Intifada Al-Aqsa; Kekuatan Pencegahan Palestina Bertambah, Zionis Semakin Rapuh
23 tahun telah berlalu sejak Intifada Al-Aqsa. Pertanyaan pentingnya adalah, 23 tahun setelah Intifada Al-Aqsa, perubahan apa saja yang terjadi di medan konflik Palestina-Israel?
Pada tanggal 28 September 2000, Ariel Sharon yang merupakan ketua gerakan oposisi rezim Zionis saat itu, dengan dukungan 2.000 pasukan keamanan khusus dan polisi Zionis, menodai Masjid Al-Aqsa dengan lampu hijau Ehud Barak, Perdana Menteri Zionis masa itu.
Pasca penyerangan Masjid Al-Aqsa, Sharon menyatakan bahwa tempat itu akan menjadi milik Israel selamanya.
Pernyataan-pernyataan provokatif tersebut menimbulkan kemarahan warga Palestina, dan setelah itu terjadilah bentrokan dengan kekerasan yang mengakibatkan 7 warga Palestina gugur syahid dan 250 lainnya luka-luka. Di sisi lain, 13 tentara Zionis terluka.

------

Tujuan:
Menurut teks tentang Intifada Al-Aqsa, berapa jumlah pasukan keamanan khusus dan polisi yang mendukung Ariel Sharon pada 28 September 2000?

------

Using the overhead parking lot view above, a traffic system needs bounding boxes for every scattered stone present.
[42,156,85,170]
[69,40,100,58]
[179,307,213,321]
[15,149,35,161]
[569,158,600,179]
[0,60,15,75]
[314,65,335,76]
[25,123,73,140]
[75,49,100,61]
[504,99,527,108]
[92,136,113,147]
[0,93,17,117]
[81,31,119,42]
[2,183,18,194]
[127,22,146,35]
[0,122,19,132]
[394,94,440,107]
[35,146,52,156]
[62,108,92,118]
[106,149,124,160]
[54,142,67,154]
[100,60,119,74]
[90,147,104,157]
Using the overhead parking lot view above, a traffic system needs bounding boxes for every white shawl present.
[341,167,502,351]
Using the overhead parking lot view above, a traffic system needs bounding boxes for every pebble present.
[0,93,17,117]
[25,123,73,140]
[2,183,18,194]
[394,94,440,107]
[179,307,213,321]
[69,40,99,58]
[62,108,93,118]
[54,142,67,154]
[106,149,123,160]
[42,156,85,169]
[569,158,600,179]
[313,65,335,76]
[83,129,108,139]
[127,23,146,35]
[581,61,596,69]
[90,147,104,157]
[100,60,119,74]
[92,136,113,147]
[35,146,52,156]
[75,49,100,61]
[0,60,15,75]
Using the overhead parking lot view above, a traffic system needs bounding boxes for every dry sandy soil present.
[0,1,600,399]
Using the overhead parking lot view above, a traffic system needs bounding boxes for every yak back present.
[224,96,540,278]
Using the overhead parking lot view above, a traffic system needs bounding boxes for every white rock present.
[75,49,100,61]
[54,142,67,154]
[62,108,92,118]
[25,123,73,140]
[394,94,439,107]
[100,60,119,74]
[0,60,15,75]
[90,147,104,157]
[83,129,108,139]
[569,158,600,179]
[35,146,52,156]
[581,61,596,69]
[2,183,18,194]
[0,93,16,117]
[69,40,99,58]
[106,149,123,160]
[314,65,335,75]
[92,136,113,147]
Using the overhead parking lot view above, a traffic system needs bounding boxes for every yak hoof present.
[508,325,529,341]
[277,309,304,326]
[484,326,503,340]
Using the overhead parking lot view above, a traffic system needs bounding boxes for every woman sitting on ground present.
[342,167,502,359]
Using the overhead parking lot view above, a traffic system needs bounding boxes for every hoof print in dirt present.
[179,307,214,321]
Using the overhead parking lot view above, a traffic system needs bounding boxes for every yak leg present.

------

Hasil Tugas:
2.000 pasukan keamanan khusus dan polisi Zionis.